[BEGIN Listed records]

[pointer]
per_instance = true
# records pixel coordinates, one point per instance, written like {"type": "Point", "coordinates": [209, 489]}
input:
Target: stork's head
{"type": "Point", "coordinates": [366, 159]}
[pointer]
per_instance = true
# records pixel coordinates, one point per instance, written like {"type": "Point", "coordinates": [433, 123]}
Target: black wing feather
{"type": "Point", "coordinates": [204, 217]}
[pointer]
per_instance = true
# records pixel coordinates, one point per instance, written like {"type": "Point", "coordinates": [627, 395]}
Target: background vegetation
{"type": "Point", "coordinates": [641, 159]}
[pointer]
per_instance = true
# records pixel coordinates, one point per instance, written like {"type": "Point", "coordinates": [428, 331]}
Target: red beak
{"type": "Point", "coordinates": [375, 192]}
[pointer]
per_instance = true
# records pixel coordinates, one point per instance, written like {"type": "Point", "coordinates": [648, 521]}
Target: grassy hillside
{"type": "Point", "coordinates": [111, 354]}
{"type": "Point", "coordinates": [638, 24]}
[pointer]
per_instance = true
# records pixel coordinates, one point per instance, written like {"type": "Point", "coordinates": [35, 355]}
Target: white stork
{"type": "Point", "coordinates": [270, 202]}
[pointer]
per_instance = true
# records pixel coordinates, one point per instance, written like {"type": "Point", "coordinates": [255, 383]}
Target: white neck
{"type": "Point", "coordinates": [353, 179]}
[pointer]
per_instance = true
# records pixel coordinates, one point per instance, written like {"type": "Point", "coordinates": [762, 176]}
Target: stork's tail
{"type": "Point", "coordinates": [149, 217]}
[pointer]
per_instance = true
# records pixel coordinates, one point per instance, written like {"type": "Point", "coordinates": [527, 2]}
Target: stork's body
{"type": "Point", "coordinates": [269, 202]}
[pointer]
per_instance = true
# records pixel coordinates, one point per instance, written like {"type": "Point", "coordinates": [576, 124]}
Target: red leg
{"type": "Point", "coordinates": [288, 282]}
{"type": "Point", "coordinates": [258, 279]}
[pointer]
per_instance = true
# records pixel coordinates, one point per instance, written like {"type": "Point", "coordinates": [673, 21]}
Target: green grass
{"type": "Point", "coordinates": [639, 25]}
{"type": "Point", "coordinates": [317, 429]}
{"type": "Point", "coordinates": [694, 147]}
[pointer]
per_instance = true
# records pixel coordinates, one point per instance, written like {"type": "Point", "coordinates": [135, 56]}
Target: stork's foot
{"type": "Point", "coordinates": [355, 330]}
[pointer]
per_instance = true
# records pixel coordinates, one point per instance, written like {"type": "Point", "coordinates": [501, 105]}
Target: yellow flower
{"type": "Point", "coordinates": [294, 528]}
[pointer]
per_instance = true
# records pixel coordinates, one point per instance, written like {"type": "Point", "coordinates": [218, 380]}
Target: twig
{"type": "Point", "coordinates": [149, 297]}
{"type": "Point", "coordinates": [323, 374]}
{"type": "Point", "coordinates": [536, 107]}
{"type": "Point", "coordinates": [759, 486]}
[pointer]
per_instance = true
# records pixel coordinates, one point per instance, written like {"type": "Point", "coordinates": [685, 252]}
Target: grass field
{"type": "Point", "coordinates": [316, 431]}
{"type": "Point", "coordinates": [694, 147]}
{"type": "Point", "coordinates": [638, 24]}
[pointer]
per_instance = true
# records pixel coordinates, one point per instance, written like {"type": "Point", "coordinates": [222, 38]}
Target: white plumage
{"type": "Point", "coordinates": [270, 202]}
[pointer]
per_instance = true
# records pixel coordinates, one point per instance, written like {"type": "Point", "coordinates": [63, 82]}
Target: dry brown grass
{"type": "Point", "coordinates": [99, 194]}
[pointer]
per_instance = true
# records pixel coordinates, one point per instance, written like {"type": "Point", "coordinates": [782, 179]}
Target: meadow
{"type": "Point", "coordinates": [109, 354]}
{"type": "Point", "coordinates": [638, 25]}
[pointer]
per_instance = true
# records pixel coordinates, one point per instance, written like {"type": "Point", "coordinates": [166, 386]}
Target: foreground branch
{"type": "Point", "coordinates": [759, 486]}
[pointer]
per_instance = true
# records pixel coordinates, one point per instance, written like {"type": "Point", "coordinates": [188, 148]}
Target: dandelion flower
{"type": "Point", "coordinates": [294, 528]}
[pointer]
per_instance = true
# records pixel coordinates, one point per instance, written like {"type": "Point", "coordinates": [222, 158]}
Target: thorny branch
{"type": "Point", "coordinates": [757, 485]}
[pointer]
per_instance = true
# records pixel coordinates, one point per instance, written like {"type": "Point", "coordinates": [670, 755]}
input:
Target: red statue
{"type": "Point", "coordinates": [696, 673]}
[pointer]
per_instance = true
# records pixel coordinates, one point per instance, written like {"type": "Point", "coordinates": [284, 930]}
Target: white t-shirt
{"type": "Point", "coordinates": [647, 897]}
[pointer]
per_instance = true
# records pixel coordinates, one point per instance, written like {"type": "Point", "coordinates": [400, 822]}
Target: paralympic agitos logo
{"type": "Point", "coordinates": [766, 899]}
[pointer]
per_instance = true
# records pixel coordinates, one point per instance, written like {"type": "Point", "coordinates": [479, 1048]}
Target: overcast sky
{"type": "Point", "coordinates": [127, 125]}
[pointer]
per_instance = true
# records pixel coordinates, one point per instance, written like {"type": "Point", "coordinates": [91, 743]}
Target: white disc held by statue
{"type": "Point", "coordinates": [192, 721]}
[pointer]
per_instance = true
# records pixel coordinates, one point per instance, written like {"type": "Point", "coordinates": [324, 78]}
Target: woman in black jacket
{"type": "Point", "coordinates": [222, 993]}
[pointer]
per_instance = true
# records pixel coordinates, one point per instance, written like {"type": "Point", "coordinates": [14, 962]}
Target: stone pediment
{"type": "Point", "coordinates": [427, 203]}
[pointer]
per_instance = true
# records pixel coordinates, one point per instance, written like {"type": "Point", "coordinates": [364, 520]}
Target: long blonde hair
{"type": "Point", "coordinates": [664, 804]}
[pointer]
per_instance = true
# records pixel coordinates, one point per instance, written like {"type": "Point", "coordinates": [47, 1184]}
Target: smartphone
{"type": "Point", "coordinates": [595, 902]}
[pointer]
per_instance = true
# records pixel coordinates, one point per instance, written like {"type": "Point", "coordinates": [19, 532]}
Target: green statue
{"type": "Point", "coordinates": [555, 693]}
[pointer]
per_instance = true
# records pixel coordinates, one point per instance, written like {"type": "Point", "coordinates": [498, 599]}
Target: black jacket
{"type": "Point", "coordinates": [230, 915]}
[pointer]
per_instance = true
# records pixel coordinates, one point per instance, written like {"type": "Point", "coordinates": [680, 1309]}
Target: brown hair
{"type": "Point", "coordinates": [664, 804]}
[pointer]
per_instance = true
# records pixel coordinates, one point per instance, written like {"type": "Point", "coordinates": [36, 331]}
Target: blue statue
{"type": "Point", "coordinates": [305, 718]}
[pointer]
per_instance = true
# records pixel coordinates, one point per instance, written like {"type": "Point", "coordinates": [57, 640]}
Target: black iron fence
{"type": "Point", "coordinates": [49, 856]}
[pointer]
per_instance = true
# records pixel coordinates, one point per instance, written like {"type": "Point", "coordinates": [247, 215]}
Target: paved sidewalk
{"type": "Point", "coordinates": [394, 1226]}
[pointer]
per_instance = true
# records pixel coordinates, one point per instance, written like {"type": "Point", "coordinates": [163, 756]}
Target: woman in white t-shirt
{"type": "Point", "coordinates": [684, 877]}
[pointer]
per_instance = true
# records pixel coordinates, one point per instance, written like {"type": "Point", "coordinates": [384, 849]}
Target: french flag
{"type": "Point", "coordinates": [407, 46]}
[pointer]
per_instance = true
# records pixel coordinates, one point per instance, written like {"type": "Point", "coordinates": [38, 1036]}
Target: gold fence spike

[END Listed records]
[BEGIN Listed records]

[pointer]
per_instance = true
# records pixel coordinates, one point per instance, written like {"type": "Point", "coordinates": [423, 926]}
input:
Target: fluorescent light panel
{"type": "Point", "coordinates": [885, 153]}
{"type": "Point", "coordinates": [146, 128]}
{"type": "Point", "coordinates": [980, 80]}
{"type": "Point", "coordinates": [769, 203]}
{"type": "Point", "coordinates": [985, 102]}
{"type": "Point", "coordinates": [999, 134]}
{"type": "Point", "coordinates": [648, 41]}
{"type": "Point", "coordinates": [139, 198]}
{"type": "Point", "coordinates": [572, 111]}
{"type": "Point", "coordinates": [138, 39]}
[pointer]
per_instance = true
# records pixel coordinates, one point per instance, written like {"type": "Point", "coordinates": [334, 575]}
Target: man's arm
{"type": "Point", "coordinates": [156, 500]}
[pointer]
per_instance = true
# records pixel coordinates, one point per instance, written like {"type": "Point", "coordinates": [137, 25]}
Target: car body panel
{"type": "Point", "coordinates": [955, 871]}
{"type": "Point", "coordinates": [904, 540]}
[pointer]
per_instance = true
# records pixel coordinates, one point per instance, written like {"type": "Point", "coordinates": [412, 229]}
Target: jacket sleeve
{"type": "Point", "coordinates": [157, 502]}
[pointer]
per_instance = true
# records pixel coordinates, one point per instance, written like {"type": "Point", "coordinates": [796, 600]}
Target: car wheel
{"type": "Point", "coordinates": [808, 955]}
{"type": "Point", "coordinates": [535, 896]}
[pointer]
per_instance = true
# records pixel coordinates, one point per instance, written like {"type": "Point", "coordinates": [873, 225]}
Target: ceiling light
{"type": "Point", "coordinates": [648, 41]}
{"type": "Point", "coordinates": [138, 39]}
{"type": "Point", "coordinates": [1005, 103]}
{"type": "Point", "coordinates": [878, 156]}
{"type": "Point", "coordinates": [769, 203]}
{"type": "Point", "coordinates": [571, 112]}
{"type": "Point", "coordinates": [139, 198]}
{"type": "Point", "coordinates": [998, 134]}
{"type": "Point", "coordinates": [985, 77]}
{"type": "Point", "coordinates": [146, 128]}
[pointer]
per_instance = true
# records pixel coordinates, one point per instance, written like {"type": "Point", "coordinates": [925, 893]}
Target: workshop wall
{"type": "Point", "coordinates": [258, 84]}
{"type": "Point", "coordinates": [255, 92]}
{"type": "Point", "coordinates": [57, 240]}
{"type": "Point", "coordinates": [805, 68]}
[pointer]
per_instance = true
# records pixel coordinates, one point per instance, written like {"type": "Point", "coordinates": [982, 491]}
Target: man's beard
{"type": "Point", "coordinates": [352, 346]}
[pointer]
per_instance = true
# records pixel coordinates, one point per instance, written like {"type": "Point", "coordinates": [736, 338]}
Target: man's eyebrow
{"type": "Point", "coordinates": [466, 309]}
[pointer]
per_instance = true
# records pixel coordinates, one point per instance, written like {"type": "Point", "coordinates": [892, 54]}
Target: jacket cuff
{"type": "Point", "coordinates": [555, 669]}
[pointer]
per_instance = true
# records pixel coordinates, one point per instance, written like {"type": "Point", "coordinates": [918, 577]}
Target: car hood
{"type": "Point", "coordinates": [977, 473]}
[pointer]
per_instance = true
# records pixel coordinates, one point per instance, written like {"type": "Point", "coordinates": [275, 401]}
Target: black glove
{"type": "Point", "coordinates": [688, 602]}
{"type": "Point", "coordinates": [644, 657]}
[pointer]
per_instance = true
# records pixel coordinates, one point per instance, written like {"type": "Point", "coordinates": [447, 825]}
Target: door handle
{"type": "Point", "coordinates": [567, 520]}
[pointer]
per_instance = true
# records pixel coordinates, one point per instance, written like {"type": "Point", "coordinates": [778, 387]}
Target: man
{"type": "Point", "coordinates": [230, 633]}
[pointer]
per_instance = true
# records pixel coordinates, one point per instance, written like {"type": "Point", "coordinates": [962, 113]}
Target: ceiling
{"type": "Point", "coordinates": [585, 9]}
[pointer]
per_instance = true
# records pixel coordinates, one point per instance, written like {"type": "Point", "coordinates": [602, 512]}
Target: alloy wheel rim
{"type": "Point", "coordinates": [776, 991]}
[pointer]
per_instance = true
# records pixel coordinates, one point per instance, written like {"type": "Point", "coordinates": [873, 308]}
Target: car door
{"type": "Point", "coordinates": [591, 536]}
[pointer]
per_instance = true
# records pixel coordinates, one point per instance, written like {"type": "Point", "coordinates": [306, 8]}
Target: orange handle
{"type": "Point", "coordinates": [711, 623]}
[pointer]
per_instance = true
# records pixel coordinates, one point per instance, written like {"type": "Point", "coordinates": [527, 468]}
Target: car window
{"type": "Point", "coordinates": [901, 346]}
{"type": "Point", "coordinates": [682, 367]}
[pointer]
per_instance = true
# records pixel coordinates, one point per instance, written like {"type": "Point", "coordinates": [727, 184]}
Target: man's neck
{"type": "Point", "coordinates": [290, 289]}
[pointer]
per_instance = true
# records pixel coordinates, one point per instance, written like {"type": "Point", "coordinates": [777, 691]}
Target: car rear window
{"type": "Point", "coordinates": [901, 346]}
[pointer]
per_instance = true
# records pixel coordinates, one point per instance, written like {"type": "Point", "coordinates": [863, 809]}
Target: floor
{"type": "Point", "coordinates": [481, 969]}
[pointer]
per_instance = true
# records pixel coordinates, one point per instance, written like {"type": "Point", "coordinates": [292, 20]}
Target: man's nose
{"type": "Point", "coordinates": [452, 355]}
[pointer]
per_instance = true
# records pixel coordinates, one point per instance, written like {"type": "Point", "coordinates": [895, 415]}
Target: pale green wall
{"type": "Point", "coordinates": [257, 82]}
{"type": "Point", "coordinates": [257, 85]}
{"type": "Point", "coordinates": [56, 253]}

[END Listed records]
[BEGIN Listed records]

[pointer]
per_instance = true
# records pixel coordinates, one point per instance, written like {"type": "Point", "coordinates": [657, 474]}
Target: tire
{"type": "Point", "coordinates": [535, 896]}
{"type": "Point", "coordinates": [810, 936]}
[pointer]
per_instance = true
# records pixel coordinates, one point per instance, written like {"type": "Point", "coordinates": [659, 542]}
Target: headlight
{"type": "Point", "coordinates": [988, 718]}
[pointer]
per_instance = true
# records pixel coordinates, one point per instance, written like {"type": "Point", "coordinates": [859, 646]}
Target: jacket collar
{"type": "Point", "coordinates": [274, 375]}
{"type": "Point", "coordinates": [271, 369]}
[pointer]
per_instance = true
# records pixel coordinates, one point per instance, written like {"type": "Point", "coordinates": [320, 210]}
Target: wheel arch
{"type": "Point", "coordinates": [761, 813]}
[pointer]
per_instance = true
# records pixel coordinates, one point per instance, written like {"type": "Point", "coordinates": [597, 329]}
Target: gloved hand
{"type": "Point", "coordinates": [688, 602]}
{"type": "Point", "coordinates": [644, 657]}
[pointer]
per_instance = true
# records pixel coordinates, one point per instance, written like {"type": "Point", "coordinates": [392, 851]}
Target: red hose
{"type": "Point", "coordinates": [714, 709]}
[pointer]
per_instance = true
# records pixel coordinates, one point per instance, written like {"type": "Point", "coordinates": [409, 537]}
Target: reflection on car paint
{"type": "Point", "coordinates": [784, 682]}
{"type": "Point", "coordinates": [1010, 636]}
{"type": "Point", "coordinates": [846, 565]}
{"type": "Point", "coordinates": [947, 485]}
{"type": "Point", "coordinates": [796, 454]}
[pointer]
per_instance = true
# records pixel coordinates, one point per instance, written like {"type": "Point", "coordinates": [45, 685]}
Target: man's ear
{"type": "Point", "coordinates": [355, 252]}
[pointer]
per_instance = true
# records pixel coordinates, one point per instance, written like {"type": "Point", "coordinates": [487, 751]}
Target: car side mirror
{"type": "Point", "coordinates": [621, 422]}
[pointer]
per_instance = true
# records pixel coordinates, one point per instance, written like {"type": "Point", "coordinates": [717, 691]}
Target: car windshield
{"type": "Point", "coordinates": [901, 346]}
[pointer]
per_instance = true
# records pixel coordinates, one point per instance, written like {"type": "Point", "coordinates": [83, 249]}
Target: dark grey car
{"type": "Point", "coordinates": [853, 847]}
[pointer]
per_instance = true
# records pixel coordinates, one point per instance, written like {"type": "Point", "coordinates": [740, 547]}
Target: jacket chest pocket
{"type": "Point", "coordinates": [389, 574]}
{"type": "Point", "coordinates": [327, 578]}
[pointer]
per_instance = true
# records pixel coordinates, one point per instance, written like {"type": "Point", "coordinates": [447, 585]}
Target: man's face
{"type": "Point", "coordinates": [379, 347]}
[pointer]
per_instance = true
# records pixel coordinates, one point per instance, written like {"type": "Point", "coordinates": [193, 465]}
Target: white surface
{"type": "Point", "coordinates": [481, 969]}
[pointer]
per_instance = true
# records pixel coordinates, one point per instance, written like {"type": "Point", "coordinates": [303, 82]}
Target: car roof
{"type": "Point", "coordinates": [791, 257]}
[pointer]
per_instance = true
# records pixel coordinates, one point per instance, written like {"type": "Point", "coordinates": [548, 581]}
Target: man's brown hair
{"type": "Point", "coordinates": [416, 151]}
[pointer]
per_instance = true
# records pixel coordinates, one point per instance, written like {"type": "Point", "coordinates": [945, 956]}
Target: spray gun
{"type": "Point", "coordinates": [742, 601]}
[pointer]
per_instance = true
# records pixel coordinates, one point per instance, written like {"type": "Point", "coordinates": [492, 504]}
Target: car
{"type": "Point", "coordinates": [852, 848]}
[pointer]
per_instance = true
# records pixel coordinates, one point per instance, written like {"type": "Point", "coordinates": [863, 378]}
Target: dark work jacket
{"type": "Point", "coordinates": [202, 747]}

[END Listed records]

> Exercise objective: Pull out every line in the items above that contains the word "dark". Case counts.

> Reply to the exercise:
Target: dark grey car
Target: dark work jacket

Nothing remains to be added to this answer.